▶ Problem 1: Decide whether each statement about the reader comments below is true, answering yes or no and quoting the exact words of the text that settle it. (a) The comment on the UAW dissidents repeats a saying of the writer's mom. (b) The comment on the FBI raids compares them to an FBI investigation in the 1960s. (c) The comment on the Berkeley meeting says the ISO feels it has a small stake in capitalism.

▶ Source passage:
= = = = =

On “Big Brother Obama: US to spy on Internet messaging

 

 

We are all about to witness the French Revolution in reverse. God help us all.

 

George D
28 September 2010

On “UAW dissidents offer no way forward for Indianapolis struggle

 

What I love about this site—and this article in particular—is that the WSWS has a sense of history—a deep knowledge of who is who, and a long-term memory of these people’s previous actions and roles. Thank you for sounding the warning.

 

The workers of Indianapolis should not be lulled—for too long and in too many ways, the UAW has worked hard against the rank and file, and they are indeed prepared to do it again. Thank you, Jerry, for spelling it out. Workers everywhere need to look at who is talking to them, what they’re saying, and what they’re doing. As my mom used to say—“Consider the source.”

 

Christie S
Oregon, USA
28 September 2010

 

On “FBI raids on antiwar activists: A frontal assault on democratic rights

 

This is the most upsetting incident since the Cointel investigation by the FBI in the 1960s against the reformist antiwar movement opposing the US invasion of Vietnam. I agree totally with you, Patrick, that the goal of these break-ins is political—that it has nothing to do with “material support for terrorism” but to terrorise the movement against the current economic depression.

How the outcome of the trials of the individuals victimized by these heinous acts turns out depends on the support from sympathisers and the judges. The horrible grand jury will probably be packed with reactionary judges, especially in Chicago, because the FBI wouldn’t have raided the leftists home unless they were sure they could get convictions in the grand jury proceedings. If successful in Minneapolis and Chicago they will undoubtedly move to break into more leftist homes as the struggle against the depression and capitalism heat up.

 

Steve H
27 September 2010

On “ISO opposes break with Democratic Party at Berkeley planning committee meeting

 

The ISO is an organization that feels it has a huge stake in capitalism. Just read the ironically named Socialistworker.org. Everything Socialists have to fight against the ISO instead puts all of its weight behind. Their crude preoccupation with identity politics, their slavish accommodation to the petty-bourgeois/bourgeois mainstream (shown in their daily reproductions of articles from the Nation and the Independent) and their thundering silence about history and theory clearly show their contempt for socialism and the international working class. For all their chronic lack of seriousness and jokes in every article it is obvious that wherever the working class pushes forward the ISO will block their path with redoubled insistence on petty-bourgeois diversions and subordination to one bourgeois group or another.

= = = = =

Rows from a pointing dataset
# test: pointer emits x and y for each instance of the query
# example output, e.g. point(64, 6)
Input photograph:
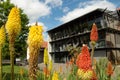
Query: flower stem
point(92, 53)
point(11, 48)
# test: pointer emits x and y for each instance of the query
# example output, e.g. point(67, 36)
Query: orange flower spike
point(83, 60)
point(109, 69)
point(94, 77)
point(46, 71)
point(94, 33)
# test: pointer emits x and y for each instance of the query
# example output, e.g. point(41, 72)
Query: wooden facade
point(77, 32)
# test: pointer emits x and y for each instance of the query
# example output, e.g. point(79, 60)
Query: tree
point(20, 42)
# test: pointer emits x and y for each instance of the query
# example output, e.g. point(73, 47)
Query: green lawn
point(6, 69)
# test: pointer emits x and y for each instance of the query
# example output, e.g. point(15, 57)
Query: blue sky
point(52, 13)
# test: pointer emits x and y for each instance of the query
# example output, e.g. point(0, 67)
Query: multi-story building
point(77, 32)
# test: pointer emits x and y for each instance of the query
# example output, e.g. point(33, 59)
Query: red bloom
point(94, 77)
point(94, 33)
point(83, 60)
point(109, 69)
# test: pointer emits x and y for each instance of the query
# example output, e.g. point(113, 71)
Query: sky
point(52, 13)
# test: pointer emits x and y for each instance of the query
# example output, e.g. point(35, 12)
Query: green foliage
point(20, 43)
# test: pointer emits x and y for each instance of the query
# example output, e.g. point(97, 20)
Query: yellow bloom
point(87, 75)
point(50, 65)
point(35, 37)
point(80, 73)
point(13, 24)
point(46, 58)
point(55, 76)
point(2, 35)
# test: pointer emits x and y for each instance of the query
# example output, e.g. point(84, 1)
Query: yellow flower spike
point(80, 73)
point(50, 65)
point(13, 24)
point(46, 57)
point(21, 72)
point(35, 37)
point(55, 76)
point(87, 75)
point(2, 35)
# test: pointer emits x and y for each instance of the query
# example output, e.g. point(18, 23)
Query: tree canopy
point(20, 43)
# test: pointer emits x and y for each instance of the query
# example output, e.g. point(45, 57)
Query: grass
point(6, 69)
point(17, 72)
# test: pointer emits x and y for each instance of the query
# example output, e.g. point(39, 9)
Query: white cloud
point(54, 3)
point(66, 9)
point(87, 7)
point(33, 8)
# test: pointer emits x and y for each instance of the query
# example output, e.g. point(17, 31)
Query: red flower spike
point(83, 60)
point(94, 33)
point(109, 69)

= = = = =

▶ Problem 2: Recast the rows of the pointing dataset, from the first line through the line containing "point(11, 48)", as a JSON list of strings with one string per line and no blank lines. Leave the pictures out.

▶ Task output 1:
(a) Yes: "As my mom used to say—“Consider the source.”"
(b) Yes: "This is the most upsetting incident since the Cointel investigation by the FBI in the 1960s"
(c) No: "The ISO is an organization that feels it has a huge stake in capitalism."

▶ Task output 2:
[
  "# test: pointer emits x and y for each instance of the query",
  "# example output, e.g. point(64, 6)",
  "Input photograph:",
  "Query: flower stem",
  "point(92, 53)",
  "point(11, 48)"
]